Exercise instructions
Copy everything from the line containing "Q: For every instance of the stork's tail" down to the end of the listing below, keeping every line. Raise every x and y coordinate listed under an "A:" line by 7.

Entries supplied
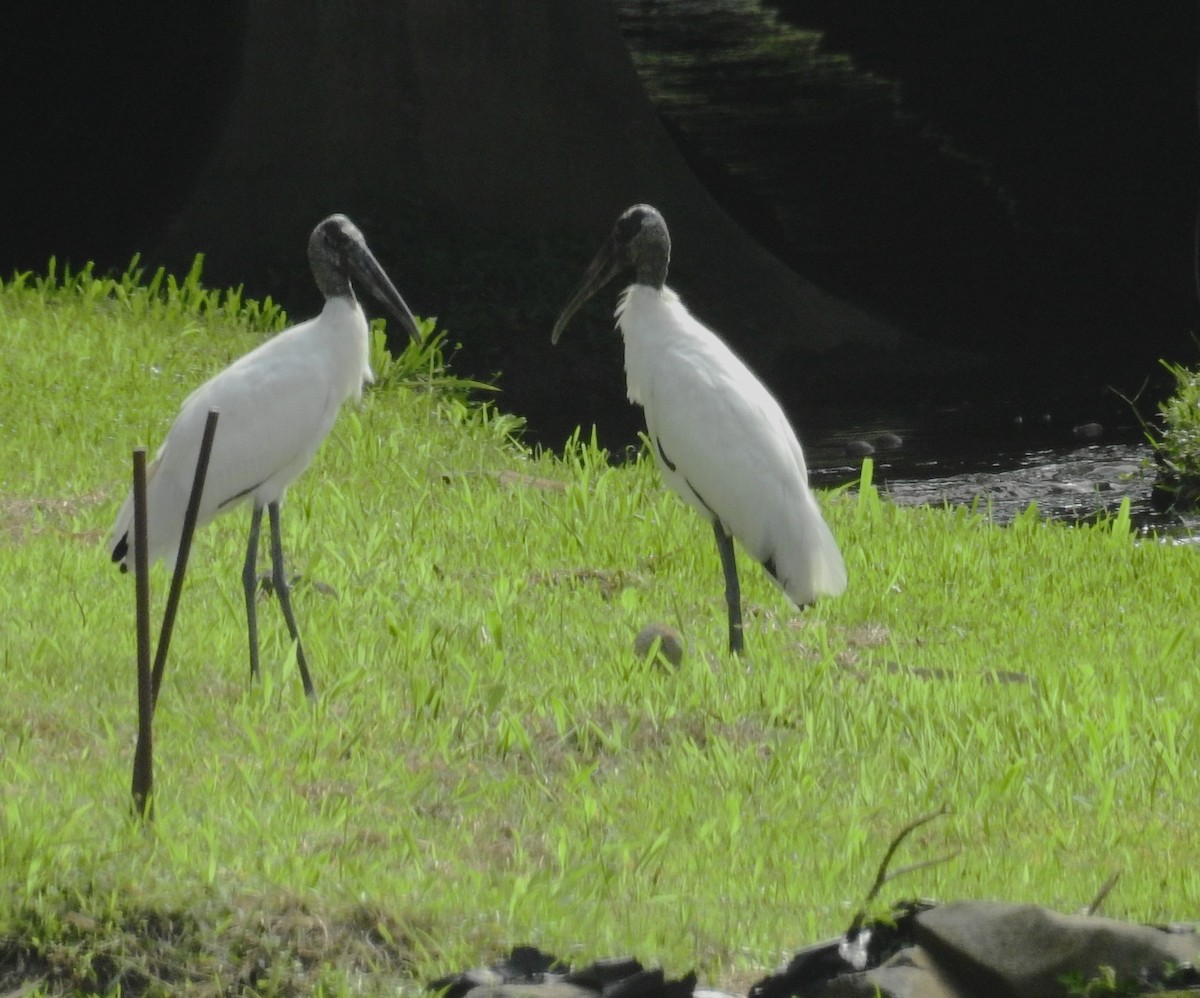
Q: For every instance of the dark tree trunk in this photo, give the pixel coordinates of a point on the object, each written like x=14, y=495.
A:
x=443, y=126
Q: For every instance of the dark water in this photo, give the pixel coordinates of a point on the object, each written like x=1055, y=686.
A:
x=1074, y=472
x=828, y=168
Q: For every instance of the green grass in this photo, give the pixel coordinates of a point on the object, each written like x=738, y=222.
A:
x=489, y=763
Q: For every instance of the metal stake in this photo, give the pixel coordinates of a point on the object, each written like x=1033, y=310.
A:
x=185, y=546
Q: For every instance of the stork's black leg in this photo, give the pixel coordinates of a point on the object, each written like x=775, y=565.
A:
x=281, y=590
x=732, y=591
x=250, y=587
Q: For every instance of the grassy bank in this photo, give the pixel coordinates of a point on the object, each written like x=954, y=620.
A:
x=489, y=762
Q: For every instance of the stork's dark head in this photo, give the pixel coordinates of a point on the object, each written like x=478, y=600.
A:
x=339, y=252
x=640, y=242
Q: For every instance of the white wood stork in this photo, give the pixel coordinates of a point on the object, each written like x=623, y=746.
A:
x=719, y=437
x=277, y=403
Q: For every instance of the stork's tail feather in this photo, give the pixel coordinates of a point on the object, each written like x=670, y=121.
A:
x=120, y=541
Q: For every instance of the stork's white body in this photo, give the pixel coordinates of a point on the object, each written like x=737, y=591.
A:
x=724, y=444
x=277, y=404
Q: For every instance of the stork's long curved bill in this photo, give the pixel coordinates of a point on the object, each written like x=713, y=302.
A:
x=605, y=265
x=373, y=277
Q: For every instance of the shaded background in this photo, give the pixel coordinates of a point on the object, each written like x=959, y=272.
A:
x=981, y=208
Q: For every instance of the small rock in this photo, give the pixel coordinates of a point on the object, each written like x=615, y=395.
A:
x=670, y=643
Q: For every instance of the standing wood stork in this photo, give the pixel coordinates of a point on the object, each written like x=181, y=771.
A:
x=277, y=403
x=720, y=439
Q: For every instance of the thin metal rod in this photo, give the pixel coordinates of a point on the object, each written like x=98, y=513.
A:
x=185, y=546
x=732, y=590
x=143, y=755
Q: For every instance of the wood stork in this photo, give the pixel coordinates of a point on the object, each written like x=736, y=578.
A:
x=719, y=437
x=277, y=403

Answer in full
Q: For every instance of the stork's tail feather in this photo, give the pixel coordinates of a point on the object, each written like x=670, y=121.
A:
x=127, y=548
Q: For every instance of the stork's white body in this photo, give the pixel coordinates of a point on the object, each written like x=737, y=591.
A:
x=731, y=451
x=284, y=411
Q: For every instance of the stork's long curved bill in this photo, give the pixel coordinates of a point on the object, each written like x=713, y=302.
A:
x=612, y=272
x=380, y=284
Q: For every instance of the shaded background in this photo, give the pixel coordinates of a point on the object, each written like x=959, y=272.
A:
x=988, y=215
Q: For every instance of the small rock in this photo, give the pixel coordinates of a point on the object, each written like x=615, y=395.
A:
x=677, y=650
Q: For every instance of the standing wood stork in this photo, give the pixel coordinates of a point on the object, each written like x=181, y=771.
A:
x=284, y=410
x=727, y=446
Q: For every instance of the thin metal rod in this photo, give the pixel coordinates of a point on the object, each written like x=98, y=513.
A:
x=192, y=553
x=739, y=597
x=150, y=762
Q: For every instance of the wood stork in this photo, give the pixel coordinates of a point on the object, each written like x=736, y=578.
A:
x=726, y=444
x=284, y=410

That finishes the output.